Exactly and without additions, transcribe the line that contains "storefront shown in this photograph." and every line after it in the data.

[Referring expression pointing data]
──────────────────────────────
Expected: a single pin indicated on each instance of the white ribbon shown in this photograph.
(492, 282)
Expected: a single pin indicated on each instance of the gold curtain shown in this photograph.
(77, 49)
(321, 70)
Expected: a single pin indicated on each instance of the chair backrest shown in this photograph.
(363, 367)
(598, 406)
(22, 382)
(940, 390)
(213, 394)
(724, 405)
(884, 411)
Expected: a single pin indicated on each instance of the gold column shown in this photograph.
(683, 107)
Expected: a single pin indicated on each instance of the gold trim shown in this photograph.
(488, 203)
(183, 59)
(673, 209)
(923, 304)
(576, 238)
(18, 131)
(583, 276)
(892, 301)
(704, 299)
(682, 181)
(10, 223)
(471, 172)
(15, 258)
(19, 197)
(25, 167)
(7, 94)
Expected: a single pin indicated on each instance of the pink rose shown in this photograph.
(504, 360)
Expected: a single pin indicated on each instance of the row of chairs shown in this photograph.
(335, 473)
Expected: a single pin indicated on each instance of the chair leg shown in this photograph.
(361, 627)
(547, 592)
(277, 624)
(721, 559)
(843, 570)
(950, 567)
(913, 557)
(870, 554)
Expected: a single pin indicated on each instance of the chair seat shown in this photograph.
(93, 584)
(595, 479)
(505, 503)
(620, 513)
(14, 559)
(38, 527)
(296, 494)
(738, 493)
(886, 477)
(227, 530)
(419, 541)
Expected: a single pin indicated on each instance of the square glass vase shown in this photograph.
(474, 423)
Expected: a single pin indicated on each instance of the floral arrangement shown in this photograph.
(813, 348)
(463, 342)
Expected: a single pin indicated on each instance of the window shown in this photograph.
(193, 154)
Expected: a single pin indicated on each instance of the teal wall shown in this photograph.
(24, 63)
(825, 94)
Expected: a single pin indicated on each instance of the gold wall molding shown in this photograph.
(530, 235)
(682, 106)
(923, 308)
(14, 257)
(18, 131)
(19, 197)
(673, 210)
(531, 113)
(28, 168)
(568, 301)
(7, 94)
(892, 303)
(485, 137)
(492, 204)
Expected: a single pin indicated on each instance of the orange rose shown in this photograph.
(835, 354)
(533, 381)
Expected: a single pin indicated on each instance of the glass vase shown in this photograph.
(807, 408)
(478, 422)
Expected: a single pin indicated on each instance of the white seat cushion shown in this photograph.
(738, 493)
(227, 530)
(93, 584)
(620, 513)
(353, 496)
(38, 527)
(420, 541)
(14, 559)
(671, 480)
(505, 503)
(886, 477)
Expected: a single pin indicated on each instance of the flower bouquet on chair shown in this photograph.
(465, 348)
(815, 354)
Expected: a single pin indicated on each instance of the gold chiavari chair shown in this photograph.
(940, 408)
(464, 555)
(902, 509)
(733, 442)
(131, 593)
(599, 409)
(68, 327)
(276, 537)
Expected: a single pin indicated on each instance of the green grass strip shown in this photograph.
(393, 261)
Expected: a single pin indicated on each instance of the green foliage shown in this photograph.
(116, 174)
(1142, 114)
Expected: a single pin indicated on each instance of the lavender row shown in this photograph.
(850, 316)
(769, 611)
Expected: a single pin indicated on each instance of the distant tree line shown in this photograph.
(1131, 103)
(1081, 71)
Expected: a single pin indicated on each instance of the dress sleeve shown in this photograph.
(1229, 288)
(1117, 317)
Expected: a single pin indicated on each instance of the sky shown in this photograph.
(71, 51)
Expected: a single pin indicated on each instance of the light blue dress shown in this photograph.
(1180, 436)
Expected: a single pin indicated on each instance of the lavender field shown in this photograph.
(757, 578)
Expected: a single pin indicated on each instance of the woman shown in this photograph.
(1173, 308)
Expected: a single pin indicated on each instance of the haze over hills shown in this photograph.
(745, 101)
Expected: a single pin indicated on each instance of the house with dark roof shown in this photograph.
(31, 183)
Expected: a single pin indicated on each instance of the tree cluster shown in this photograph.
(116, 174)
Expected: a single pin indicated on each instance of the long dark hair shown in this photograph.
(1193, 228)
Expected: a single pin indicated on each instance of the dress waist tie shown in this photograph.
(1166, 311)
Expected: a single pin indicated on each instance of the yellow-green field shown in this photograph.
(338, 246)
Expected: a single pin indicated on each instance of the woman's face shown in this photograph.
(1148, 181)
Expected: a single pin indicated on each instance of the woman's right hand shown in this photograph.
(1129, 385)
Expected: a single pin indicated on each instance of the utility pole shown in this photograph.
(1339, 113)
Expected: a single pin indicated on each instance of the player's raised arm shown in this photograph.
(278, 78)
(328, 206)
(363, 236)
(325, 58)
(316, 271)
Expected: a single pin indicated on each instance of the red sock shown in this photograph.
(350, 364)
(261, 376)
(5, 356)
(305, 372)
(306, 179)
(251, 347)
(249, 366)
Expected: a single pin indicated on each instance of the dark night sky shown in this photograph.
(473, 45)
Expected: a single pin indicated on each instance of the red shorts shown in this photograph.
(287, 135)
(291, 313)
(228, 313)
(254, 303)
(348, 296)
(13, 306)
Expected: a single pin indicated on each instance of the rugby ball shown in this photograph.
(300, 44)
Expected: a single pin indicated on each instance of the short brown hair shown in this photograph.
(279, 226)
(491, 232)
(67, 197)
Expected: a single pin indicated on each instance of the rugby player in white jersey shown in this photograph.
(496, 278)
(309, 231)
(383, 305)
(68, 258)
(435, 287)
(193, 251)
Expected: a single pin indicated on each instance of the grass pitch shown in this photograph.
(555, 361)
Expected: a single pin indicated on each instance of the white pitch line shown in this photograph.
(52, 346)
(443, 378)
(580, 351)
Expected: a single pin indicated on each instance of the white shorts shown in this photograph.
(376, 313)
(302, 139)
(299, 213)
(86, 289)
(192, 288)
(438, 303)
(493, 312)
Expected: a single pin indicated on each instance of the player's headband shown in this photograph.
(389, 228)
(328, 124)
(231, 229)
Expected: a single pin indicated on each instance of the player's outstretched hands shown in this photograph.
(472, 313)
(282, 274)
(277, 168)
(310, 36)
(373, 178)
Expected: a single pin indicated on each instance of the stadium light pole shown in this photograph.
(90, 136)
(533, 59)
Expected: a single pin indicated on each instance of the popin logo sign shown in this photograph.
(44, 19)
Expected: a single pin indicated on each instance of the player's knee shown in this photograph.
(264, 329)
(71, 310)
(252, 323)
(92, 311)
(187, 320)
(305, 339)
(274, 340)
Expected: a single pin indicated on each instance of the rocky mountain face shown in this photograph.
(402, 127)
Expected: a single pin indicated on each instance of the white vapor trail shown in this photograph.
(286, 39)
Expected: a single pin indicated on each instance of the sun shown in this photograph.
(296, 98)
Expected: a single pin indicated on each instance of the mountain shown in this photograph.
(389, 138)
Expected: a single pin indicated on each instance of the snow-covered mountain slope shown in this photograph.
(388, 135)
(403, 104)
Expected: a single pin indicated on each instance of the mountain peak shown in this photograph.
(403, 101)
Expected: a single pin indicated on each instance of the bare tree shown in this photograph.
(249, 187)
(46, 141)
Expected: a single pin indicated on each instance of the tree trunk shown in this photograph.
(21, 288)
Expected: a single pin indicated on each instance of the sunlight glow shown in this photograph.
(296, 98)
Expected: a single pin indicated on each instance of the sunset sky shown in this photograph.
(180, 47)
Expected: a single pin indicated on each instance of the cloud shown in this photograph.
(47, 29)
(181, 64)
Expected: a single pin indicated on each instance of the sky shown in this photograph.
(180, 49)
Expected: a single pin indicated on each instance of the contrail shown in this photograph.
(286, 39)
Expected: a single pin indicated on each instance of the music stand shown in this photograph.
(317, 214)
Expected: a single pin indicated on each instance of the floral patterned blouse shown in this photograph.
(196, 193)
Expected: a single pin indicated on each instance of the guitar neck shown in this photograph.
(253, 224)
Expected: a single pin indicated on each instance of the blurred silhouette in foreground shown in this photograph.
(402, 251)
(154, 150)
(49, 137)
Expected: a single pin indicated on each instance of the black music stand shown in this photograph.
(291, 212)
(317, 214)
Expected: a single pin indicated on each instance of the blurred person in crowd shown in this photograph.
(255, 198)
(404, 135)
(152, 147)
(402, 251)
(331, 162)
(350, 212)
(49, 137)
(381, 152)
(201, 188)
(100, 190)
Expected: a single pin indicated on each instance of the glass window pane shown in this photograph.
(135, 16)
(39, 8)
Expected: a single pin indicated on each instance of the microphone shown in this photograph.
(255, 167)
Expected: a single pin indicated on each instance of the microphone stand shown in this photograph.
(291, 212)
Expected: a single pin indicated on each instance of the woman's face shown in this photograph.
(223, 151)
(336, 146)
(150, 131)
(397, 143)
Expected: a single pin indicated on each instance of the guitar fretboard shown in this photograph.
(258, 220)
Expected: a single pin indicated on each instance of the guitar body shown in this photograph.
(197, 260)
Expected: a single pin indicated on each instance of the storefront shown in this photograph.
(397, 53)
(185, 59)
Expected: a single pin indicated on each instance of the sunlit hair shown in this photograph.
──────────────────────────────
■ FINISHED EXERCISE ■
Expected: a single pin indicated on each instance of the storefront shown in this photograph.
(397, 53)
(185, 59)
Expected: a single pin indicated on each instance of the sunlit hair shown in this photograph.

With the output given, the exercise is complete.